# [Раздел документа]
********

Логику этого движения мысли от христианского понимания добродетельной жизни как преддверия небесного блаженства через распространение этого блаженства на земную жизнь человека в русле идей гедонизма и эвдемонизма Эпикура и отождествление этого наслаждения жизнью с пользой и интересами личности, фактически с эгоизмом, можно проследить у Л. Баллы в его сочинении «О наслаждении как истинном благе».

Л. Балла утверждает, что цель человека едина и в земной жизни, и в будущей небесной, и заключается она в получении удовольствия и наслаждения. При этом земные радости и удовольствия являются не помехой, а предвкушением наслаждений от будущей небесной жизни, которые есть не вознаграждения за бедствия и муки на земле, а продолжение его земных радостей. Поэтому Балла отвергает культ воздержания и страданий во имя будущего спасения и райской жизни и воспевает присущее человеку от природы стремление к наслаждениям и радостям в земной жизни, которые только и могут быть подлинным критерием счастливой жизни.

При этом, следуя античной традиции, Балла не сводит удовольствия только к удовлетворению насущных потребностей и физических влечений, отождествляя истинное наслаждение жизнью с разумом и пользой, которыми должен руководствоваться человек.

Л. Балла выступает против христианской проповеди самоотверженной любви к ближнему как самому себе, утверждая невозможность отказа от собственного эгоизма и рассматривая добродетели как средства разумного согласования своих личных интересов с интересами других людей.

В культе удовольствий и радостей жизни, доходящем до открытой проповеди индивидуализма и эгоизма, отчетливо прослеживается стремление поднимающейся буржуазии к обладанию и пользованию благами жизни, моральному оправданию будущего культа потребительства без оглядки на лицемерные ограничения христианской морали.

И все это либерально-буржуазное направление возрожденческого гуманизма имеет отчетливую тенденцию в трактовке морали, добродетели, человеческого призвания как проявлений индивидуальной и общественной пользы в их оптимальном сочетании. В дальнейшем оно приведет к теориям «разумного эгоизма», «общественного договора», утилитаризма и прагматизма.

Второе направление в русле гуманизма, условно именуемое радикально-народным и связанное прежде всего с именами Т. Мора и Т. Кампанеллы, выражало интересы большинства неимущего населения, далекого от идей наслаждения жизнью и занятого каждодневной борьбой за выживание.

Различаясь в деталях и подробностях, эти авторы были едины в главном – «повсюду, где есть частная собственность, где все измеряется деньгами, там едва ли когда-нибудь будет возможность, чтобы государство управлялось, справедливо или счастливо» (Т. Мор). Именно в собственности, в разделении общества на богатых и бедных, сильных и слабых, могущественных и ничтожных они увидели главное препятствие на пути реализации гуманистических идеалов. И Т. Мор, и Т. Кампанелла были убеждены, что именно частная собственность и социальное неравенство – самые глубокие причины зла и пороков в обществе, основа несправедливости, угнетения и притеснения народа.

********

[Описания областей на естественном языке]
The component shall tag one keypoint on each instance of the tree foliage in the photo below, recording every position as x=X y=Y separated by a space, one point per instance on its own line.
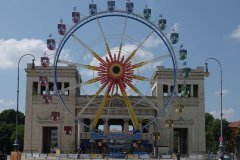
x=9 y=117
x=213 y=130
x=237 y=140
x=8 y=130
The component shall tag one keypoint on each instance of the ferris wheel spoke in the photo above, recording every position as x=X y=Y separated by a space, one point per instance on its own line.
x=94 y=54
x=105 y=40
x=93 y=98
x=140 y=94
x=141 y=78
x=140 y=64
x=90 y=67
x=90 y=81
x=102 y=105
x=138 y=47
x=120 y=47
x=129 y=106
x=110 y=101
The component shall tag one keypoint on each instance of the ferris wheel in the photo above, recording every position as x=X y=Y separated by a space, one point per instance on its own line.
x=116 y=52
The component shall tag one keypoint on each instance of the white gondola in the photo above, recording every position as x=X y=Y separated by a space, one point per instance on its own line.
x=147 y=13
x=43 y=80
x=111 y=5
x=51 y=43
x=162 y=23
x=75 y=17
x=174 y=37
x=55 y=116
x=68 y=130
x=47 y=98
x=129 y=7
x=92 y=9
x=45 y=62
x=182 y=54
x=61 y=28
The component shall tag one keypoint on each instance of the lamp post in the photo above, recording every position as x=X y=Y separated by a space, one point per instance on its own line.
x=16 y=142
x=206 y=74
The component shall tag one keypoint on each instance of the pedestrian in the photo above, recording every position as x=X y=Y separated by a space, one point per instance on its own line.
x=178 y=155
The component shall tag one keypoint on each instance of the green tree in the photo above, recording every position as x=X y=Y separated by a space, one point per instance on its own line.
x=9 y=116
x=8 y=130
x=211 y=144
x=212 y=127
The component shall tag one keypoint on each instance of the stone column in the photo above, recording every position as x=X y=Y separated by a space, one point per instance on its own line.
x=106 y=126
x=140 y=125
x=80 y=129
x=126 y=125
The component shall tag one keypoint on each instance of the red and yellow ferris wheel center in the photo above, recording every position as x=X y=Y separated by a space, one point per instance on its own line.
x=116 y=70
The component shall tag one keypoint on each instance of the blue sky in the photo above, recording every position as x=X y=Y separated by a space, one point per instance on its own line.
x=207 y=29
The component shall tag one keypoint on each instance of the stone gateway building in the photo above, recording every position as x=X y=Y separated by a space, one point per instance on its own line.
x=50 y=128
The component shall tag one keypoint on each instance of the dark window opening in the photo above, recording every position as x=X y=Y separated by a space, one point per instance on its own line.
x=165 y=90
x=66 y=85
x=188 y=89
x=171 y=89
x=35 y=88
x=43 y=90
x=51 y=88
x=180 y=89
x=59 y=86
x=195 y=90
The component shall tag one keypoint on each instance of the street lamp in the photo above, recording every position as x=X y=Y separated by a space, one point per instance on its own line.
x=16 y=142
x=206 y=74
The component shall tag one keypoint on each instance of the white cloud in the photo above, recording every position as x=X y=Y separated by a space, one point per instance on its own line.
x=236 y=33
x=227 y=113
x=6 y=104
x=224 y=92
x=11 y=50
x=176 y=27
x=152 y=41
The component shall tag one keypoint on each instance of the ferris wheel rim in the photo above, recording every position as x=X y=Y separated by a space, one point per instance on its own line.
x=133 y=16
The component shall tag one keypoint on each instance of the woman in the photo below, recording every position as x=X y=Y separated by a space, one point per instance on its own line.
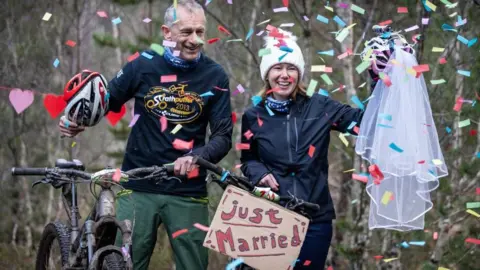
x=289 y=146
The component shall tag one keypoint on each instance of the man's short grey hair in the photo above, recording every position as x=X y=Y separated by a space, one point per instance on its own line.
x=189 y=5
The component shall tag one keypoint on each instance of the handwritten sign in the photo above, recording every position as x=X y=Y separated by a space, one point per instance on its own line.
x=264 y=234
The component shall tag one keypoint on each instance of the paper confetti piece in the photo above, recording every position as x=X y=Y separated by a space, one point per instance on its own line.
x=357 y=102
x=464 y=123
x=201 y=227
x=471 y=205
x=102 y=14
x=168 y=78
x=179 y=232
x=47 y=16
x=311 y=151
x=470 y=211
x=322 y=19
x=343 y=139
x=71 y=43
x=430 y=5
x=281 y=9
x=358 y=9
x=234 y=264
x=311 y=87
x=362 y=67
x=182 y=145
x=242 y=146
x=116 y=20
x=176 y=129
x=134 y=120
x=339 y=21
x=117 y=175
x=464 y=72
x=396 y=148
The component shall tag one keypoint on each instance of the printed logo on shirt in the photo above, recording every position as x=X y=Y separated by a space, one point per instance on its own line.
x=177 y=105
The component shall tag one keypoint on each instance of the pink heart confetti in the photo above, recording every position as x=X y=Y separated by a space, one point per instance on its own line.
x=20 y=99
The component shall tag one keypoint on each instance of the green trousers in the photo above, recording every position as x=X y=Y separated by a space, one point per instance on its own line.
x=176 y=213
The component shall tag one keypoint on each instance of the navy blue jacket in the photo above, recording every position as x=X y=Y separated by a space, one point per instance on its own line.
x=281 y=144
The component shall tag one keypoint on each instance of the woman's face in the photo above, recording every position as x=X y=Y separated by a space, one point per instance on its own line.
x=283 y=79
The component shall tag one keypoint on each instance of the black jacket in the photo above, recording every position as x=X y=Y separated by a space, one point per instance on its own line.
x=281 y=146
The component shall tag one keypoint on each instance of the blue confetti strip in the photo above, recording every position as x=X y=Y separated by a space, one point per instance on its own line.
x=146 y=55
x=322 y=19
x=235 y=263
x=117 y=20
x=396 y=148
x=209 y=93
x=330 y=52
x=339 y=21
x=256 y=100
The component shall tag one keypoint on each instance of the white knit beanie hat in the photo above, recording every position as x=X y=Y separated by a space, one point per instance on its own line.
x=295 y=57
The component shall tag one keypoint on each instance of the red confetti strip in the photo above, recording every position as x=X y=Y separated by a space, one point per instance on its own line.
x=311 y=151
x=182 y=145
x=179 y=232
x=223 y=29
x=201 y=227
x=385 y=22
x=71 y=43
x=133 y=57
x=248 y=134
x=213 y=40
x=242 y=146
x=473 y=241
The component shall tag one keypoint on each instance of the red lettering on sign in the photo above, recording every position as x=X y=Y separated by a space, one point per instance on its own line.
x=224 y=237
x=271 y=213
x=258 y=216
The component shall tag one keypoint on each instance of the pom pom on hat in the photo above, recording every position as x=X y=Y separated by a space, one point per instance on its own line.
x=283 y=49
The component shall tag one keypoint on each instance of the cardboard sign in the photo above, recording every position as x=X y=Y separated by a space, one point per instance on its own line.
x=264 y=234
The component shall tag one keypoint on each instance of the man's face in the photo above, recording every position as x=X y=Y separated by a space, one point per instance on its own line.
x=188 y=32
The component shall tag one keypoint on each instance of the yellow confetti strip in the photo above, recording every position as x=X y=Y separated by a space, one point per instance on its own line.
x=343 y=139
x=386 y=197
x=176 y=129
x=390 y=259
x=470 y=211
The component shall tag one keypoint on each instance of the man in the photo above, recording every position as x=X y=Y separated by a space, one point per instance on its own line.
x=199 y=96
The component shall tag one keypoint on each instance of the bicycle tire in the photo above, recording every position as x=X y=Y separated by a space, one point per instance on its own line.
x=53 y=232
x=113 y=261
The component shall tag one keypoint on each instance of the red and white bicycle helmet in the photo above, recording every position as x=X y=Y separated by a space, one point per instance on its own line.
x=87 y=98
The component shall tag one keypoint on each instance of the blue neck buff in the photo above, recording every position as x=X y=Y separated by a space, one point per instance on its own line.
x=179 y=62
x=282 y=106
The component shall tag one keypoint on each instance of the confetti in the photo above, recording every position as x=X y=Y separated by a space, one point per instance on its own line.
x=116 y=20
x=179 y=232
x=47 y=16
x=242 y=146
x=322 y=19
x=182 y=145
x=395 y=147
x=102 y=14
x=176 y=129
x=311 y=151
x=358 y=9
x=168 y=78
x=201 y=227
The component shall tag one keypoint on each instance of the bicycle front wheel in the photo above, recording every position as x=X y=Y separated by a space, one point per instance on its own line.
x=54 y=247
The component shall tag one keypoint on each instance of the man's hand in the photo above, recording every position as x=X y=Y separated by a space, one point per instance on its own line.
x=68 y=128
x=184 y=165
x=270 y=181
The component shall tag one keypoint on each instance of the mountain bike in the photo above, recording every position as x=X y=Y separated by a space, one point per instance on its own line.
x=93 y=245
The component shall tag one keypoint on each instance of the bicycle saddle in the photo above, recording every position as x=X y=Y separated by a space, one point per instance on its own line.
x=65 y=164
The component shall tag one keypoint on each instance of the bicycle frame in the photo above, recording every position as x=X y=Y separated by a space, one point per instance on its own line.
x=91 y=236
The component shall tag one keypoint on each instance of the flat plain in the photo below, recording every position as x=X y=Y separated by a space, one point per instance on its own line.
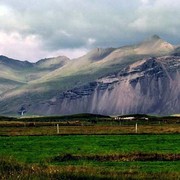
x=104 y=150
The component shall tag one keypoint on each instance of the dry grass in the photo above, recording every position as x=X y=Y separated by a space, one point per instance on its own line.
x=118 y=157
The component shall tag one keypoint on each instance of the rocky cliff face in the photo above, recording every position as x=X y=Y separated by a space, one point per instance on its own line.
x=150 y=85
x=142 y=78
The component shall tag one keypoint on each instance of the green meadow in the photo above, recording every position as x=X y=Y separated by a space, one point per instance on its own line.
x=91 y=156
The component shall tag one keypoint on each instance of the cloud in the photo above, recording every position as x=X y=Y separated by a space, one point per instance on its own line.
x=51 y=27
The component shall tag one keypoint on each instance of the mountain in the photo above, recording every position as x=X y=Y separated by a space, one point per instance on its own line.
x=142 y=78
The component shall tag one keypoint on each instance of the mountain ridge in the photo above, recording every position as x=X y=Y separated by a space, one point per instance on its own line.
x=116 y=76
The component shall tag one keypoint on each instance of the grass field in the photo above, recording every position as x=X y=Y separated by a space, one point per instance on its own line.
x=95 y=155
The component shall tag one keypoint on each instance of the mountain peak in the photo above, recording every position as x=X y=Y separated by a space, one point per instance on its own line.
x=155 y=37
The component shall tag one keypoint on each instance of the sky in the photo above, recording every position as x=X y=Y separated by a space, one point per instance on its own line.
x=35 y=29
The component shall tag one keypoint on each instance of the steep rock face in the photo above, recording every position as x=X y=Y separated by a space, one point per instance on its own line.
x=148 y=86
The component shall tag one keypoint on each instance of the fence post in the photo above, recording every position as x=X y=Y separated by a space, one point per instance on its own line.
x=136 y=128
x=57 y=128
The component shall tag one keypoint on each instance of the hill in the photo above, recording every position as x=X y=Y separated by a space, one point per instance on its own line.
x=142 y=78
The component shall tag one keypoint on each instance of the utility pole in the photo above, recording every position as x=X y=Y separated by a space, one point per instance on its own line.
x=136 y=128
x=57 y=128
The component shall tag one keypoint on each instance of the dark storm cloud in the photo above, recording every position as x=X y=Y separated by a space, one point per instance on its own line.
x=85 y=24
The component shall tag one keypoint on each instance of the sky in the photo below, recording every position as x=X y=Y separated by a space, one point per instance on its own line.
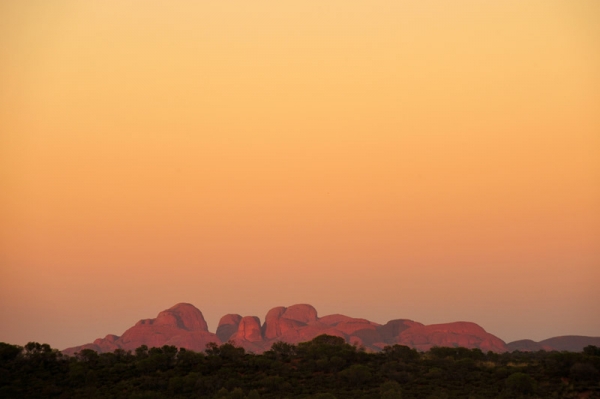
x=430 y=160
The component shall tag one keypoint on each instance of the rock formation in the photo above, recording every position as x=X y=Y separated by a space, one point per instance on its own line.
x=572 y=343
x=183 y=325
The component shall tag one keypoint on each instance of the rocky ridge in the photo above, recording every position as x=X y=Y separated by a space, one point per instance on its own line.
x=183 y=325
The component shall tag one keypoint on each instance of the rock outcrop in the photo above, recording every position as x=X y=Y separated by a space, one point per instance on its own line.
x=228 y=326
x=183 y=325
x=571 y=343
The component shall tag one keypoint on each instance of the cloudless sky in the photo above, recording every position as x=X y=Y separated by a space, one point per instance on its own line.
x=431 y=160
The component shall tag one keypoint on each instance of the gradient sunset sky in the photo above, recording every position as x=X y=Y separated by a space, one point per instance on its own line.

********

# [Формулировка задания]
Ответьте по фрагменту о возрожденческом гуманизме:
1. Как называется сочинение Л. Баллы, которое упоминается во фрагменте?
2. С чем Балла отождествляет истинное наслаждение жизнью?
3. С чьими именами прежде всего связано второе направление гуманизма, условно именуемое радикально-народным?

# [Ответ к заданию]
1. «О наслаждении как истинном благе».
2. С разумом и пользой, которыми должен руководствоваться человек.
3. С именами Т. Мора и Т. Кампанеллы.